[Items listed in a dataset]

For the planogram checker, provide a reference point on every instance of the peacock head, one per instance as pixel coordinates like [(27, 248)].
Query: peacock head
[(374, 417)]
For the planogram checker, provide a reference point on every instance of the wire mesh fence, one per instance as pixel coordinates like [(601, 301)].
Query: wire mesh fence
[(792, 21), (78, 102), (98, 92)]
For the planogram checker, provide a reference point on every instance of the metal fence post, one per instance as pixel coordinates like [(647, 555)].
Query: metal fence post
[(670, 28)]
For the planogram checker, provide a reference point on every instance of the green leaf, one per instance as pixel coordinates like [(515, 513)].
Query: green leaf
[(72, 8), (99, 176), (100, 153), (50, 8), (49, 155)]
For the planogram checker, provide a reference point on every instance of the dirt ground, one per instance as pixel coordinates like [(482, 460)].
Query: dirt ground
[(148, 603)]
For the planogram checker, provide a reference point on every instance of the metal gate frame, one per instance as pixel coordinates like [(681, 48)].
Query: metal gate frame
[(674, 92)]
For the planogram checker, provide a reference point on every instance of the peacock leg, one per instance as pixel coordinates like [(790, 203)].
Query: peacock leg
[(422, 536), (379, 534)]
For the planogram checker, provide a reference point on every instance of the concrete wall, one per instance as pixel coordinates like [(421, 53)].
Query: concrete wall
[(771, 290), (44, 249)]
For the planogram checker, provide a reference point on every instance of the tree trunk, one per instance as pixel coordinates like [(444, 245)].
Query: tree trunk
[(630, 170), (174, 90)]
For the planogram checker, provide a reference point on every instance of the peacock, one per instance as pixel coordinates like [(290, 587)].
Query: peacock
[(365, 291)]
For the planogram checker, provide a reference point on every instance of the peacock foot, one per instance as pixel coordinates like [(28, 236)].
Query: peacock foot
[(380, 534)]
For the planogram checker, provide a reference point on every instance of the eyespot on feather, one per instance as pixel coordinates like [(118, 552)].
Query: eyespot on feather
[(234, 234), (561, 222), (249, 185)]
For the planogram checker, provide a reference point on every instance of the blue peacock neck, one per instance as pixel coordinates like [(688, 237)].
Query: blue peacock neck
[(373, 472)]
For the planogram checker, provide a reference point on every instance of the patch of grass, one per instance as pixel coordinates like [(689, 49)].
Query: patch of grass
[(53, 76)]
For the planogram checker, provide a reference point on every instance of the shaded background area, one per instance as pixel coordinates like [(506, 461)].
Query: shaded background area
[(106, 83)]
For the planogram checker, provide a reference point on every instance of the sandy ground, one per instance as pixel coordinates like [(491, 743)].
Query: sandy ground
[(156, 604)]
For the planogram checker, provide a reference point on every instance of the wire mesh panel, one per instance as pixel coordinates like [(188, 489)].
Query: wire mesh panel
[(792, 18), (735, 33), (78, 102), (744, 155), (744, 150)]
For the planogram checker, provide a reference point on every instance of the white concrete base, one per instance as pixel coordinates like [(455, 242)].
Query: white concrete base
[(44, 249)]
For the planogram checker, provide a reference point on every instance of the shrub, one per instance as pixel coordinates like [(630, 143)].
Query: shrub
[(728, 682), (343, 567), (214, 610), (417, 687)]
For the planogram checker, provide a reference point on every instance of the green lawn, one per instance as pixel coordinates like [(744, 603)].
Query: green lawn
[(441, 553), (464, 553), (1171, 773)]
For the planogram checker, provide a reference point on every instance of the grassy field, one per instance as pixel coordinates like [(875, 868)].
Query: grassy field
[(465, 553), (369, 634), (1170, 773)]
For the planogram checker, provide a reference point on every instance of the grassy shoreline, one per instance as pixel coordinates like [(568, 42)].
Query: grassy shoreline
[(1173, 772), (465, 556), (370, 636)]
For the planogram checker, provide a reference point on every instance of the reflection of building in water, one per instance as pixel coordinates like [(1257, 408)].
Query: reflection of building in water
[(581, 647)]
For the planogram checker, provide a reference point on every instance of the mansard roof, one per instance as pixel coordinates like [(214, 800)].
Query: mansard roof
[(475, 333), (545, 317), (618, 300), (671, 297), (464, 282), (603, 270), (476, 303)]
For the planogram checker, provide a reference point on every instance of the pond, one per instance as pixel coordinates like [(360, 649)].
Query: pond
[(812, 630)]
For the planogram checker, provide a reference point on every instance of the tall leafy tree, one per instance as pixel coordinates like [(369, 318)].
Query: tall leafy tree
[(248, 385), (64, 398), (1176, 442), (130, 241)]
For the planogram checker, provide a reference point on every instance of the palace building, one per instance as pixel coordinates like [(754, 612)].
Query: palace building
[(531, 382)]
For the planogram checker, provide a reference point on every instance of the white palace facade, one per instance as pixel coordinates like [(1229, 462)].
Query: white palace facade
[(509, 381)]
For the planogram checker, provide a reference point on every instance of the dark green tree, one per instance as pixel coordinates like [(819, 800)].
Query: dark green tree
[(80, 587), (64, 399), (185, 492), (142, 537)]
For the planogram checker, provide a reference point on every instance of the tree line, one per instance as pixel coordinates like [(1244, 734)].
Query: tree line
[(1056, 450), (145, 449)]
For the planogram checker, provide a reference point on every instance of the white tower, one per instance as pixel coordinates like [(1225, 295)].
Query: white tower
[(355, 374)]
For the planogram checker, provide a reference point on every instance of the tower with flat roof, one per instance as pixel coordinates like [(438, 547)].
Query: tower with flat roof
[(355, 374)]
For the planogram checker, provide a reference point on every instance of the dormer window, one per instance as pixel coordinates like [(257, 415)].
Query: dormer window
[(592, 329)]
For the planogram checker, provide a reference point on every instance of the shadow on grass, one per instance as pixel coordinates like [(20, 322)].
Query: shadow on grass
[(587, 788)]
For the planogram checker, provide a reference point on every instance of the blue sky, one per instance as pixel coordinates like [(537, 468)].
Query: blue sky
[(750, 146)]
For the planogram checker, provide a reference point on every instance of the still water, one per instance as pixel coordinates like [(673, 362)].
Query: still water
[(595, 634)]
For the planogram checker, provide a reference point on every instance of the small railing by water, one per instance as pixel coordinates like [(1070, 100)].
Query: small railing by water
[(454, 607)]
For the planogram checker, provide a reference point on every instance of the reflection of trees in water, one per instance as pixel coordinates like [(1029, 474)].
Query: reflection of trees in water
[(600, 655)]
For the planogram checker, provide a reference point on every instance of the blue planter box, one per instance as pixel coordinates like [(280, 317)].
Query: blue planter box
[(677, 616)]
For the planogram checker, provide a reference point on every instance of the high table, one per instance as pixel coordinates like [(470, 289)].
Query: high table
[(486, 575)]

## [INSTRUCTIONS TO FOLLOW]
A reply that repeats all the data exactly is required.

## [RESULT]
For the planogram checker, provide a reference point on every instance of the peacock head, one per instance as pixel coordinates like [(27, 248)].
Query: peacock head
[(374, 417)]
For the planogram checker, provide a reference point on every instance of the wire mesh fence, one per instance as pixel coordinates like [(601, 301)].
Query: wire mesh fence
[(792, 21), (78, 102), (98, 92)]
For the planogram checker, provide a reference point on every instance of the metal fence post, one per instance as pixel coordinates like [(647, 555)].
Query: metal fence post
[(670, 28)]
For the planogram checker, provide a reference point on every instance of the green leaf, one per instance as pixel coordinates like [(515, 513)].
Query: green leaf
[(72, 8), (99, 176), (100, 153), (50, 8), (49, 155)]
For the planogram checker, provide a reference point on every instance of the dirt ground, one per instance as pixel coordinates like [(482, 460)].
Query: dirt ground
[(148, 603)]
For the planogram checker, provide a reference point on every instance of the metal gate frame, one per instance as pixel coordinates like [(681, 48)].
Query: metal gate frame
[(674, 92)]
For the planogram checker, provide a reference point on every instance of the peacock leg, one per instance as pixel coordinates like [(790, 203)].
Query: peacock leg
[(422, 536), (379, 534)]
For the planogram checker, provide a reference point on every instance of the concrete wall, one per instance as pixel coordinates like [(421, 53)].
Query: concrete wall
[(771, 290), (44, 249)]
For the planogram checker, provide a reference point on every instance of the tree trunk, one per instance as pixel coordinates like [(444, 245)].
Query: tree trunk
[(630, 170), (174, 90)]
For the planogram checker, provide a reference point on every instance of the peacock, one per instance as pixel coordinates like [(290, 587)].
Query: peacock
[(365, 291)]
For the planogram checker, provide a reference point on every instance of the peacock foot, one per instance as pixel coordinates like [(28, 236)].
Query: peacock foot
[(380, 534)]
For the planogram checker, provide a reference point on every instance of the eyespot on feather, one per instance as pixel coordinates like [(118, 552)].
Query: eyespot on feather
[(234, 234), (561, 222), (249, 185)]
For the planogram checker, provide a reference point on every instance of the blue peacock neck, one per instance as pixel coordinates like [(688, 237)].
Query: blue peacock neck
[(373, 472)]
For the planogram checker, provide a reference point on every instance of the patch of grass, one per instance as pixel coordinates like [(689, 49)].
Query: patch of grass
[(53, 76)]
For the planogram checker, provide a reference point on every instance of the shaded background area, one per instance as pixel coordinates like [(506, 461)].
Query: shaded background area
[(106, 83)]
For the planogram checker, provide a reference point on every instance of the sandy ground, one per instance as pixel coordinates like [(491, 743)].
Query: sandy ground
[(156, 604)]
For the planogram checker, provide a reference point on every instance of the wire mesh panel, one per instance as pixel coordinates like [(188, 489)].
Query: wire mesh panel
[(792, 18), (735, 33), (78, 102), (744, 155), (744, 150)]
For the planogram checker, provide a reference point on every instance of the white concrete base, one per instance as pixel coordinates like [(455, 242)].
Query: white concrete base
[(44, 249)]
For the planogram checker, provide a reference point on every instance of the shrub, one per instance as pixel coordinates like [(630, 143)].
Query: shrub
[(728, 682), (343, 567), (214, 610), (417, 687)]
For the planogram checker, provide a reference point on every instance of the green lawn, one per instance as pixel coordinates like [(744, 603)].
Query: green lawn
[(441, 553), (464, 553), (1171, 773)]
For the planogram checker, provide a reference point on every instance of the grassy field, one per instance as pixel coordinates like [(875, 868)].
Query: grassy field
[(465, 553), (369, 634), (1170, 773)]
For the planogram checker, provide a reference point on every instance of the grassy shoreline, one per instance as pixel coordinates like [(568, 42)].
Query: grassy shoreline
[(1173, 772), (465, 556), (370, 636)]
For the planogram checker, provide a reference point on every instance of the reflection of building in water, one per instance as pixel coordinates like [(1257, 408)].
Query: reflection of building in water
[(581, 647)]
For the planogram checker, provide a reference point on every instance of the mansard roof, one per instance as pixel coordinates like [(214, 800)].
Query: mansard roof
[(475, 333), (545, 317), (618, 300), (671, 297), (464, 282), (603, 270), (476, 303)]
For the planogram checker, provide a reference point on every instance of the pond, one per instance as pixel coordinates like [(360, 649)].
Query: pond
[(812, 630)]
For the planogram checker, provide a reference point on every instance of the tall leafy tree, one per instance as pixel coordinates like [(369, 318)].
Query: tall leafy tree
[(248, 385), (64, 398), (1176, 442), (130, 241)]
For the planogram checker, provide a reference point on every instance of the palace building, one per instance as pixel coordinates like [(754, 612)].
Query: palace building
[(531, 382)]
For the planogram checker, provide a reference point on every instance of the white palace facade, one per instance as pixel coordinates like [(1229, 462)].
Query: white palace facade
[(509, 381)]
For the planogram checker, provide a reference point on every instance of the dark green tree, one per instance as pixel coordinates like [(819, 800)].
Query: dark green tree
[(80, 587), (64, 399), (185, 492), (142, 537)]
For the planogram checker, provide a reference point on every instance of the tree line, one per instance as pixel coordinates like [(1244, 734)].
Query: tree line
[(1056, 450), (145, 449)]
For the planogram checker, provide a reference point on every instance of the white tower, one per instance as pixel coordinates like [(1225, 295)].
Query: white tower
[(355, 374)]
For the planogram checker, provide a reference point on every instance of the tower with flat roof, one per instance as pixel coordinates like [(438, 547)].
Query: tower with flat roof
[(355, 374)]
For the planogram checker, provide a reference point on every instance of the dormer window, one per instance as pixel coordinates like [(257, 415)].
Query: dormer window
[(592, 329)]
For the planogram checker, provide a reference point on every instance of the shadow on grass, one per instance as pixel coordinates like [(20, 322)].
Query: shadow on grass
[(587, 788)]
For the planogram checker, provide a reference point on every instance of the blue sky, one per instance as pixel coordinates like [(537, 468)].
Query: blue sky
[(750, 146)]
For the planogram checker, provide a reference point on every instance of the still water, one per instance as pixel coordinates like [(673, 362)].
Query: still water
[(595, 634)]
For the planogram checker, provide a reference point on every instance of the small railing by water, one per instance as pixel coordinates like [(1070, 100)].
Query: small railing by water
[(454, 607)]
For the planogram checker, provide a reference point on every instance of the reflection of trees in water, one per instance as pixel coordinates like [(1029, 474)].
Query: reflection of trees in water
[(600, 655)]
For the planogram checker, provide a reference point on every instance of the blue planter box, one per instance as pixel coordinates like [(280, 317)].
Query: blue planter box
[(677, 616)]
For the planogram checker, provide a reference point on every instance of the high table, one per instance as pixel coordinates like [(470, 289)].
Query: high table
[(486, 575)]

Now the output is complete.